Stored records:
*** Block opens ***
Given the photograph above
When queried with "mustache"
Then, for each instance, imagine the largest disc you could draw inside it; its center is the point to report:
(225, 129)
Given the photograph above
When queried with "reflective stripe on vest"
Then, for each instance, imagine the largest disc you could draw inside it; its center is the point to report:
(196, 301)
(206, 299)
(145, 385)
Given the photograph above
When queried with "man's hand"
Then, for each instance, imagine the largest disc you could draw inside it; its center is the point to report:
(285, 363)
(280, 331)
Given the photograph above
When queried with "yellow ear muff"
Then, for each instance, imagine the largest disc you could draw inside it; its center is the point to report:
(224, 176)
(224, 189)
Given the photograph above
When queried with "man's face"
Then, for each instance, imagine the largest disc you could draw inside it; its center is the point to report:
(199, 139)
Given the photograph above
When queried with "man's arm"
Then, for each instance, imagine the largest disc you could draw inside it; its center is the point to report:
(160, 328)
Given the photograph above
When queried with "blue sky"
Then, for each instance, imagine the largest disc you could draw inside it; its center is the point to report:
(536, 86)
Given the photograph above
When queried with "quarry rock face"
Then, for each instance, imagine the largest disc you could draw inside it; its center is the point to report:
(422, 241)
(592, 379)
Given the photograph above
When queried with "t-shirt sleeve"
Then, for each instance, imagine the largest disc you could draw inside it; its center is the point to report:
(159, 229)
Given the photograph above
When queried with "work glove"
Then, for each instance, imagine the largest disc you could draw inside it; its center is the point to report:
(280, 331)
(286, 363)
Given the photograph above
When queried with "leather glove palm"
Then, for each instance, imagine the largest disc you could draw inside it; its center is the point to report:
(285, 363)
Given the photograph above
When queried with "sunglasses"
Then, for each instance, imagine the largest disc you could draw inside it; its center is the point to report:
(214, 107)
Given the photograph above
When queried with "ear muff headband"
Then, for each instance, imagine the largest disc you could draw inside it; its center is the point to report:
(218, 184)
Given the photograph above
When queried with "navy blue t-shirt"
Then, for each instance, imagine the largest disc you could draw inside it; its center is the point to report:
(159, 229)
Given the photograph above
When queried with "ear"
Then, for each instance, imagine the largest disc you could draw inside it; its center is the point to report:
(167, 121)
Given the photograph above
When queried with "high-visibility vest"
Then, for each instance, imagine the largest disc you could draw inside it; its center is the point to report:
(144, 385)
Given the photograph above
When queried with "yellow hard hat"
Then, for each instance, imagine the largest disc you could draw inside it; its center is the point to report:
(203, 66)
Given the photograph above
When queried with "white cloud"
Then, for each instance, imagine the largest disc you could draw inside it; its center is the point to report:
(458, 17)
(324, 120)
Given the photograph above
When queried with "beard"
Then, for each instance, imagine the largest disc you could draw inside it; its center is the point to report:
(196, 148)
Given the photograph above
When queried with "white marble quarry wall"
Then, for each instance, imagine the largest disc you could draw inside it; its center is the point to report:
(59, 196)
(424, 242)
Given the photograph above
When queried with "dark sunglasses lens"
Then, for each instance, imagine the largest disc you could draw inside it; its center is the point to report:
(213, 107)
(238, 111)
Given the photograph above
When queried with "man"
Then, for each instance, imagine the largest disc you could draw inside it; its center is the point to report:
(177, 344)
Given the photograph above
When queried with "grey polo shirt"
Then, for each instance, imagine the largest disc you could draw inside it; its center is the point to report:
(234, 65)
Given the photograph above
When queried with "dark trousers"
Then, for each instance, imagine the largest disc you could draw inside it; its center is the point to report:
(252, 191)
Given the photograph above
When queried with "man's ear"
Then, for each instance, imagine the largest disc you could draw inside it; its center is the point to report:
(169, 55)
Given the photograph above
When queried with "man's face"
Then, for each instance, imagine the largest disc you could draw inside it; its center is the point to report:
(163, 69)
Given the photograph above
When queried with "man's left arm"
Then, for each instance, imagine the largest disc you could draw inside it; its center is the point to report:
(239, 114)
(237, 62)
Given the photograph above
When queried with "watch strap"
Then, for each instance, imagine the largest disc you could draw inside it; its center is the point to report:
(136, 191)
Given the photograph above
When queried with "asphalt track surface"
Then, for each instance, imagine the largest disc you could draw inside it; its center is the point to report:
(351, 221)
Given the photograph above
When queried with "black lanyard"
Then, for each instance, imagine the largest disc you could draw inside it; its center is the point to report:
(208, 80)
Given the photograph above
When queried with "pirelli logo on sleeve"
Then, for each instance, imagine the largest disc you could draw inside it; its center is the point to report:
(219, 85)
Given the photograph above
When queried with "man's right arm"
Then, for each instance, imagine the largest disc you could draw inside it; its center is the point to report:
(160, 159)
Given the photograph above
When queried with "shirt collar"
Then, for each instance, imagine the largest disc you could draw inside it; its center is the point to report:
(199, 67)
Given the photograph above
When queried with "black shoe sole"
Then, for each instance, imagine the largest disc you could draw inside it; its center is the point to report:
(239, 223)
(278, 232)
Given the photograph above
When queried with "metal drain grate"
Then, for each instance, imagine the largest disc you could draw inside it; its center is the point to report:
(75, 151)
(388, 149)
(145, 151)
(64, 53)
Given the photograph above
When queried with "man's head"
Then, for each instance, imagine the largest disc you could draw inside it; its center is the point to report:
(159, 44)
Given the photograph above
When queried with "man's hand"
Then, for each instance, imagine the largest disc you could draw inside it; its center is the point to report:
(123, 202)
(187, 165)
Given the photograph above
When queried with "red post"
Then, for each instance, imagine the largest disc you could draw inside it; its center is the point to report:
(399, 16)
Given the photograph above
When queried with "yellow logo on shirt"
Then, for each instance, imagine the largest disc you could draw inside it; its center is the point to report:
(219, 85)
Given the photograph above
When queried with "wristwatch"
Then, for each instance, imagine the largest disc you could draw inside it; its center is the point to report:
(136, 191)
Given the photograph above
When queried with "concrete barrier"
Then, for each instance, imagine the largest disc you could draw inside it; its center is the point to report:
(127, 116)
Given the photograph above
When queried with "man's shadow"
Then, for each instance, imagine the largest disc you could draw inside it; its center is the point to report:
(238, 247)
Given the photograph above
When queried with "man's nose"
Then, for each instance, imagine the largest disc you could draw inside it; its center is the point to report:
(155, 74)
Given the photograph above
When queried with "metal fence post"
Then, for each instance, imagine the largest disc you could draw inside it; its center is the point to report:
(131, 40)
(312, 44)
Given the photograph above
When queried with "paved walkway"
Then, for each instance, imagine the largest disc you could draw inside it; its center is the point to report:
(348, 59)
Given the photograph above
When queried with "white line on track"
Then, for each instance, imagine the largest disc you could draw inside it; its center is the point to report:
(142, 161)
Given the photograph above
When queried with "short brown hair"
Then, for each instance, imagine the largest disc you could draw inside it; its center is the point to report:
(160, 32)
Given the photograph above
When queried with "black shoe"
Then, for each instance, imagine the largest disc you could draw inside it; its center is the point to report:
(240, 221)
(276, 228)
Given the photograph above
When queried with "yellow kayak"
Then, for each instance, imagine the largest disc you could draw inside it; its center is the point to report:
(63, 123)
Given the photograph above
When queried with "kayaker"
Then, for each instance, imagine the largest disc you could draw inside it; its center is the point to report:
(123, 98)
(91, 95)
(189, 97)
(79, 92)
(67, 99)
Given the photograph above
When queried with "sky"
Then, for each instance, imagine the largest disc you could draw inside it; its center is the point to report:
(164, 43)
*** Block closes ***
__What is needed__
The records above must each be restated exactly as they stand.

__Solution to this problem__
Given the photograph above
When queried with "mustache"
Then, for each instance, imagine the largest disc you could draw inside it; its center is the point to report:
(225, 129)
Given the photograph above
When queried with "reflective stripe on vest"
Then, for each instance, imagine the largest disc you could draw inside it; its center is the point to report:
(196, 301)
(206, 299)
(145, 385)
Given the photograph above
When queried with "man's hand"
Then, for each instance, imagine the largest disc you could draw inside it; its center is the point to report:
(285, 363)
(280, 331)
Given the photograph above
When queried with "yellow ear muff"
Then, for each instance, imagine the largest disc you could draw inside it; its center is the point to report:
(224, 176)
(224, 189)
Given the photograph above
When queried with "man's face"
Then, for each instance, imagine the largest disc you could draw inside it; its center is the point to report:
(199, 139)
Given the photograph above
When queried with "man's arm"
Then, for each instance, imagine the largest disc you could draw inside it; its center is the point to report:
(160, 328)
Given the photograph above
When queried with "blue sky"
Then, for each instance, imagine the largest disc you could draw inside it; its center is the point to report:
(536, 86)
Given the photograph above
When queried with "quarry rock face"
Then, for each instance, imagine the largest disc you could draw inside it; its center is the point to report:
(422, 241)
(592, 379)
Given the photograph above
When queried with "t-shirt sleeve"
Then, for each instance, imagine the largest disc you could draw inside it; its center is the point to report:
(159, 229)
Given the photograph above
When queried with "work glove"
Then, for each instance, imagine the largest disc you could draw inside it; its center is the point to report:
(280, 331)
(286, 363)
Given the photograph above
When queried with "leather glove palm"
Then, for each instance, imagine the largest disc you could draw inside it; its center is the point to report:
(285, 363)
Given the photograph above
When queried with "sunglasses"
Then, for each instance, imagine the largest disc you could draw inside it; its center is the point to report:
(214, 107)
Given the photograph above
When queried with "ear muff headband"
Then, for each instance, imagine the largest disc you could draw inside it; its center is the point to report:
(218, 184)
Given the photograph above
When queried with "navy blue t-shirt"
Then, for each instance, imagine the largest disc you could draw inside it; its center is the point to report:
(159, 229)
Given the photograph above
When queried with "ear"
Then, for each instance, imagine the largest disc you could draw inside it; its center is the point to report:
(167, 121)
Given the photograph above
When queried with "high-visibility vest"
Then, for each instance, imagine the largest disc you could draw inside it; its center is the point to report:
(144, 385)
Given the photograph above
When queried with "yellow hard hat"
Then, for each instance, imagine the largest disc you could draw inside it; its center is the point to report:
(203, 66)
Given the photograph above
When queried with "white cloud"
Then, for each instance, imagine the largest disc you could draw inside it; its center is the point to report:
(458, 17)
(324, 120)
Given the photograph above
When queried with "beard"
Then, for each instance, imagine the largest disc you could draw inside it; its center is the point to report:
(196, 148)
Given the photograph above
When queried with "white marble quarry wall"
Then, for each instance, imagine the largest disc you could draw inside it; its center is the point to report:
(59, 196)
(424, 242)
Given the photograph above
When queried with "dark sunglasses lens"
Then, for each instance, imagine the largest disc you could draw inside it; its center is the point to report:
(213, 107)
(238, 111)
Given the photograph above
When queried with "man"
Then, for each instance, imagine the largest disc you could draw inside it; its center is the point to report:
(177, 344)
Given the photograph above
When queried with "grey polo shirt"
Then, for each instance, imagine the largest disc you could draw inside it; its center is the point to report:
(234, 65)
Given the photograph above
When queried with "dark trousers"
Then, for each instance, imagine the largest disc you could draw inside it; its center is the point to report:
(252, 191)
Given the photograph above
When queried with "man's ear"
Then, for each instance, imagine the largest disc you could draw inside it; its center is the point to report:
(169, 55)
Given the photograph above
When queried with "man's face"
Then, for each instance, imagine the largest disc you could draw inside it; its center is the point to report:
(163, 69)
Given the photograph above
When queried with "man's left arm"
Then, for each instance, imagine the largest disc you could draw inside it; its center is the point to report:
(239, 114)
(237, 62)
Given the photograph above
When queried with "watch strap"
Then, for each instance, imagine the largest disc you could draw inside it; its center is the point to report:
(136, 191)
Given the photograph above
When queried with "asphalt track surface"
Then, for each instance, imagine the largest disc you could draw inside it; its center is the point to report:
(351, 221)
Given the photograph above
When queried with "black lanyard"
Then, for each instance, imagine the largest disc you could draw inside it; its center is the point to report:
(208, 80)
Given the photograph above
When queried with "pirelli logo on sleeve"
Then, for each instance, imagine the largest disc you could draw inside it; its center is the point to report:
(219, 85)
Given the photograph above
When queried with "man's right arm"
Then, for each instance, imagine the largest disc you could draw inside it; its center is the point to report:
(160, 159)
Given the photograph above
When queried with "shirt collar"
Then, for each instance, imagine the largest disc you could draw inside it; its center is the point to report:
(199, 67)
Given the photograph above
When queried with "black shoe sole"
Then, for each instance, imagine the largest disc you could draw inside it; its center is the point to report:
(239, 223)
(278, 232)
Given the photograph above
When queried with "metal drain grate"
Then, for each instance, imagine the largest disc you could draw inside it; its center is the point to report:
(75, 151)
(388, 149)
(145, 151)
(64, 53)
Given the photograph above
When queried with "man's head"
Then, for each instance, imagine the largest disc you could draw inside it; its center is the point to report:
(159, 44)
Given the photograph above
When queried with "man's hand"
Then, for each instance, imagine the largest disc you could draw inside it; its center is the point to report:
(123, 202)
(187, 165)
Given the photograph above
When queried with "red post"
Then, for each instance, imagine the largest disc you could draw inside it; its center is the point to report:
(399, 16)
Given the photograph above
When queried with "yellow logo on shirt"
Then, for each instance, imagine the largest disc you could draw inside it; its center is the point to report:
(219, 85)
Given the photograph above
When queried with "wristwatch"
Then, for each instance, imagine the largest disc you could draw inside it; its center is the point to report:
(136, 191)
Given the photograph above
When queried with "concrete barrier"
Then, for each instance, imagine the largest disc you could draw inside it; its center is the point to report:
(127, 116)
Given the photograph above
When queried with "man's shadow"
Then, for each instance, imagine the largest disc you could draw inside it; its center is the point to report:
(238, 247)
Given the photograph above
When queried with "man's nose"
Then, for each instance, imagine the largest disc you could draw inside it; its center is the point to report:
(155, 74)
Given the photograph above
When queried with "metal fence post"
Then, for each instance, imagine the largest disc you could draw inside it; its center is the point to report:
(131, 40)
(312, 44)
Given the photograph above
When queried with "paved walkway"
Then, for each instance, imagine the largest disc you could draw inside it; its center is the point to report:
(348, 59)
Given the photograph above
When queried with "white line on track"
Then, for each instance, imagine the largest disc you could draw inside it; its center is the point to report:
(142, 161)
Given the photograph above
When queried with "short brown hair"
Then, for each instance, imagine the largest disc you could draw inside it; its center is the point to report:
(160, 32)
Given the photograph above
When queried with "black shoe"
Then, for each instance, imagine the largest disc you could draw inside it; its center is the point to report:
(240, 221)
(276, 228)
Given the photograph above
When queried with "yellow kayak"
Then, for each instance, imagine the largest disc you could draw inside it; its center is the point to report:
(63, 123)
Given the photograph above
When queried with "kayaker"
Then, for each instance, imagine the largest disc you could draw inside it; its center is the point to report:
(123, 98)
(91, 95)
(189, 97)
(79, 92)
(67, 99)
Given the photograph above
When queried with "sky"
Then, for each instance, imagine the largest disc you could draw inside it; its center is the point to report:
(164, 43)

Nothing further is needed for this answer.